This exercise requires every record to be repeated exactly.

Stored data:
════════════════════

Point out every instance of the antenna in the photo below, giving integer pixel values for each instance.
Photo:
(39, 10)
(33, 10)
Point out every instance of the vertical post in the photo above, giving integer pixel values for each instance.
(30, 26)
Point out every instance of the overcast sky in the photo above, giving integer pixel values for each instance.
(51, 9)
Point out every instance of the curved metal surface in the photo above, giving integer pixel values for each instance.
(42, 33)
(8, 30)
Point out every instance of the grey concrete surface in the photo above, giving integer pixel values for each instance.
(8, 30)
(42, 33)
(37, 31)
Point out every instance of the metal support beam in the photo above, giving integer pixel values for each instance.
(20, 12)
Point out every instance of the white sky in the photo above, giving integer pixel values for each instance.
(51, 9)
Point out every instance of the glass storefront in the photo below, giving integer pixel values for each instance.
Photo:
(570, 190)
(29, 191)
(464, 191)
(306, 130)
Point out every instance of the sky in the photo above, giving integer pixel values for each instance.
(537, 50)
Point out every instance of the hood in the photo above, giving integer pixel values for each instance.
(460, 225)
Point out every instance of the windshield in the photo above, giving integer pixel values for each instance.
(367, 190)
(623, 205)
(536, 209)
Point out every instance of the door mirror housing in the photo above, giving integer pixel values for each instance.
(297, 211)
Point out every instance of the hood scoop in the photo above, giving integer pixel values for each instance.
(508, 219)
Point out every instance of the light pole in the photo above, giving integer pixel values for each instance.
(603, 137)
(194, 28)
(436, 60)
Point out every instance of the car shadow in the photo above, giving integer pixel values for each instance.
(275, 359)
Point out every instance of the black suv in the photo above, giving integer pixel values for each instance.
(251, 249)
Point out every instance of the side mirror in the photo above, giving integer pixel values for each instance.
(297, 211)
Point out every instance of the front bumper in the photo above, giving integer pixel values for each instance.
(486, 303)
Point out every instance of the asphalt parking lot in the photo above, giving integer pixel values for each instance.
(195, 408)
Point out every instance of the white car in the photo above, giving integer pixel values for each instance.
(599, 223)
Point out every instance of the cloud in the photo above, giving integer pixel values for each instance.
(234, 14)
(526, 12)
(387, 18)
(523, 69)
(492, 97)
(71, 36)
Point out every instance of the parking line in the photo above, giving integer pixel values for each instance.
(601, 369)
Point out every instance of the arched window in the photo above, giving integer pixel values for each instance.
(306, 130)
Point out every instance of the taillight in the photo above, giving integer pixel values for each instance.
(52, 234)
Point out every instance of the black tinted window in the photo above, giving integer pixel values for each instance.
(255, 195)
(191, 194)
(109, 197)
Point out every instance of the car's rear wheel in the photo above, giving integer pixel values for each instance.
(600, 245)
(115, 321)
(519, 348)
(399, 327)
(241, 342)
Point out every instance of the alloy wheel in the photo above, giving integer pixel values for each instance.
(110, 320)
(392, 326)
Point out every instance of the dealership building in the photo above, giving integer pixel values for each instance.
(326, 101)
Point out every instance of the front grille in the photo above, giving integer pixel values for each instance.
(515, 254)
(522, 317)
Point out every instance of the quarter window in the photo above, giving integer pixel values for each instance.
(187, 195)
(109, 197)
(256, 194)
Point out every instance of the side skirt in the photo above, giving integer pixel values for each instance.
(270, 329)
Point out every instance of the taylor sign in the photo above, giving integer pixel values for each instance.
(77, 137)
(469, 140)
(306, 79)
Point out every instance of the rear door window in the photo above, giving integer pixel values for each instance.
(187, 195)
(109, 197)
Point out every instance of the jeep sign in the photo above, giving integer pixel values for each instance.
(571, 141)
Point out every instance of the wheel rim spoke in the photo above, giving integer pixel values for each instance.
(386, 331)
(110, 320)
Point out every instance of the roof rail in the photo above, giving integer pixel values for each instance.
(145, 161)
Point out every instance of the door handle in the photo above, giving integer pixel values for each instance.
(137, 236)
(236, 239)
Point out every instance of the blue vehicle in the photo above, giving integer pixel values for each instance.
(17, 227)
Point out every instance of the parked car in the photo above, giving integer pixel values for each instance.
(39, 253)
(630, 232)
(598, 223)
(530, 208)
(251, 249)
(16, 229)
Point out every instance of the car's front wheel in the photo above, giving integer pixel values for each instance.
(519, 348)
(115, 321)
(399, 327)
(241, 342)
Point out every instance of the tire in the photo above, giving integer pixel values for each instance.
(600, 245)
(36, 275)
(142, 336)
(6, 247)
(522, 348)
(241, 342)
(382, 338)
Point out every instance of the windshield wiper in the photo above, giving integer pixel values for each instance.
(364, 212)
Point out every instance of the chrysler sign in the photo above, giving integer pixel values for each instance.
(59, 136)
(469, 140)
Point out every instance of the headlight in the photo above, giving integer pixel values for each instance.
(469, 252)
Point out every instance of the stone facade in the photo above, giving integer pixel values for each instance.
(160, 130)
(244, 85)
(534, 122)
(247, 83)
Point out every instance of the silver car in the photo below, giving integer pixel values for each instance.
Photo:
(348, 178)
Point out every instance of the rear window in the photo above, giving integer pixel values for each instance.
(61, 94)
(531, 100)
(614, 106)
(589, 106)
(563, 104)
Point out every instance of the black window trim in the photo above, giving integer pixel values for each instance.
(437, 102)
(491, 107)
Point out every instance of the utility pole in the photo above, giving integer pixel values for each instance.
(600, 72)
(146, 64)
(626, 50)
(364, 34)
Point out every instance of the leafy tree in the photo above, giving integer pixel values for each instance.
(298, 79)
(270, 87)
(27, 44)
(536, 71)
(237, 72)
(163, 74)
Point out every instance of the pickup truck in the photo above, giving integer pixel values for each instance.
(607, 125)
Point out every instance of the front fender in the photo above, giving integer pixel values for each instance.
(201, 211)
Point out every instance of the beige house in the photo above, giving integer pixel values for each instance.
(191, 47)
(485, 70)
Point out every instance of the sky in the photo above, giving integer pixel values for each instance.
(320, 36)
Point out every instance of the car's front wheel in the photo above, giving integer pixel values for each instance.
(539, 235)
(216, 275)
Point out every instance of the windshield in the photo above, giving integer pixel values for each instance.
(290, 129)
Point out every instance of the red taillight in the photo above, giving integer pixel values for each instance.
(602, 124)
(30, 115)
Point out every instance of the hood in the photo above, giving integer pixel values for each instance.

════════════════════

Response area »
Point out every instance of the antenna in the photo below, giving integer pixel values for each instance.
Photo:
(39, 10)
(33, 10)
Point out every instance of the vertical post in the photo above, giving integer pixel values for each instance.
(30, 26)
Point out every instance of the overcast sky in the photo above, giving integer pixel values for each instance.
(51, 9)
Point out every instance of the curved metal surface in the photo above, giving integer pixel values for each instance.
(42, 33)
(8, 30)
Point out every instance of the grey concrete surface in the photo above, giving integer pixel values for each instance.
(8, 30)
(42, 33)
(37, 31)
Point out every instance of the metal support beam in the photo above, giving integer pixel values for each instance.
(20, 12)
Point out every instance of the white sky in the photo above, giving integer pixel values for each instance.
(51, 9)
Point out every instance of the glass storefront in the photo below, giving integer pixel values for each instance.
Photo:
(570, 190)
(29, 191)
(464, 191)
(306, 130)
Point out every instance of the sky in the photo above, giving integer pixel values for each instance.
(537, 50)
Point out every instance of the hood in the photo above, giving integer pixel values for each instance.
(460, 225)
Point out every instance of the windshield in the photo above, giving integer pixel values for each instance.
(367, 190)
(623, 205)
(536, 209)
Point out every instance of the door mirror housing in the photo above, giving integer pixel values for each instance.
(297, 211)
Point out every instance of the hood scoop in the photo above, giving integer pixel values for each instance.
(508, 219)
Point out every instance of the light pole in the photo above, giving integer pixel values for each instance.
(603, 137)
(194, 28)
(436, 60)
Point out every instance of the car shadow in the photo above, giving integer pixel values for each instance.
(275, 359)
Point out every instance of the black suv in the photo above, giving integer pixel values for each instance.
(251, 249)
Point out every instance of the side mirror in the photo above, giving integer pixel values for each instance.
(297, 211)
Point out every instance of the front bumper in the photo above, giving integer pixel values for each instance.
(486, 303)
Point out every instance of the asphalt parking lot in the photo above, giving integer pixel values for each instance.
(195, 408)
Point out every instance of the white car in the photo above, giving integer pixel values for each instance.
(599, 223)
Point out every instance of the cloud in the photo above, giving integer pixel values for each instance.
(234, 14)
(526, 12)
(387, 18)
(523, 69)
(492, 97)
(71, 36)
Point out every instance of the parking line in the photo above, giving integer pixel values for each instance.
(601, 369)
Point out every instance of the arched window in the photo above, giving integer pixel values for each instance.
(306, 130)
Point out every instance of the taillight in the photo above, giving integer pixel values for each instance.
(52, 234)
Point out every instance of the black tinted window in the photo above, giving integer pixel values for each instance.
(255, 195)
(191, 194)
(109, 197)
Point out every instance of the car's rear wheel in the photo above, giving integer pixel values for each instance.
(600, 245)
(115, 321)
(519, 348)
(399, 327)
(241, 342)
Point out every instance of the alloy wheel in the photo above, giving integer pixel values for each instance.
(110, 320)
(392, 326)
Point out every instance of the dealership building in the photo above, giving integer pixel values for each instance.
(326, 101)
Point out every instance of the front grille in the photo above, giving integer pixel values for each instance.
(515, 254)
(522, 317)
Point out every instance of the quarter window in the photo above, giving integer pixel values for each instance.
(187, 195)
(109, 197)
(256, 194)
Point out every instance of the side skirt in the photo above, giving integer pixel values for each instance.
(270, 329)
Point out every instance of the taylor sign in the photo above, giving integer pixel values for each instance.
(77, 137)
(469, 140)
(306, 79)
Point out every instance of the rear door window in the photo above, giving integer pixel values for each instance.
(187, 195)
(109, 197)
Point out every instance of the jeep sign in the photo above, giving integer pixel values for each instance.
(571, 141)
Point out every instance of the wheel rim spoke in the photo above, giving integer pixel values for each instance.
(386, 331)
(110, 320)
Point out every instance of the roof rail in the photo above, giving integer pixel values for each instance.
(145, 161)
Point out every instance of the door handle in the photo above, giving integer pixel values for each instance.
(137, 236)
(236, 239)
Point out every instance of the blue vehicle in the photo above, giving integer pixel values for each instance.
(17, 227)
Point out every instance of the parked car in the photo above, giving integer pixel values for each instance.
(39, 253)
(630, 232)
(598, 223)
(530, 208)
(251, 249)
(16, 229)
Point out every instance of the car's front wheel in the photo above, giving integer pixel values for each instance.
(519, 348)
(115, 321)
(399, 327)
(241, 342)
Point out every instance of the tire in the photo above, giving integer pixel values for each instance.
(600, 245)
(36, 275)
(142, 336)
(6, 247)
(522, 348)
(241, 342)
(382, 338)
Point out every instance of the windshield wiper in the photo above, giving integer pixel values for each instance.
(364, 212)
Point out every instance of the chrysler sign in the photo above, giving integer pixel values for each instance.
(59, 136)
(469, 140)
Point out every instance of the headlight in the photo above, giving integer pixel values for each instance.
(469, 252)
Point out every instance of the stone facade in the photo above, giving integer pixel values for each instance.
(160, 130)
(244, 85)
(534, 122)
(247, 83)
Point out every instance of the silver car in the photo below, giving integer pixel values for each instance.
Photo:
(348, 178)
Point out every instance of the rear window in the photo above, giving integer pixel values for each instance.
(61, 94)
(531, 100)
(614, 106)
(589, 106)
(563, 104)
Point out every instance of the black window trim in the photo above, giving integer pixel values for each instance.
(437, 102)
(491, 107)
Point out every instance of the utility pole in the photo above, giving integer pixel values for each instance.
(600, 72)
(146, 64)
(626, 50)
(364, 34)
Point out every instance of the leafy tree in the photo above, giving integer pixel values for each instance.
(298, 79)
(270, 87)
(27, 44)
(536, 71)
(237, 72)
(163, 74)
Point out every instance of the pickup truck in the photo above, giving integer pixel values for each instance.
(607, 125)
Point out every instance of the front fender in the photo above, giving integer pixel values for each instance.
(201, 211)
Point out every instance of the beige house in the photo above, giving integer pixel values for each instance.
(191, 47)
(485, 70)
Point out every instance of the sky in the photo above, giving integer pixel values for each instance.
(320, 36)
Point out every instance of the car's front wheel in the photo above, giving integer pixel values for each instance.
(539, 235)
(216, 275)
Point out every instance of the windshield in the photo above, giving integer pixel values for each instance.
(290, 129)
Point out every instance of the red taillight in the photo above, giving integer pixel values for each instance.
(602, 124)
(30, 115)
Point out every instance of the hood in the photo above, giving integer pixel values for each instance.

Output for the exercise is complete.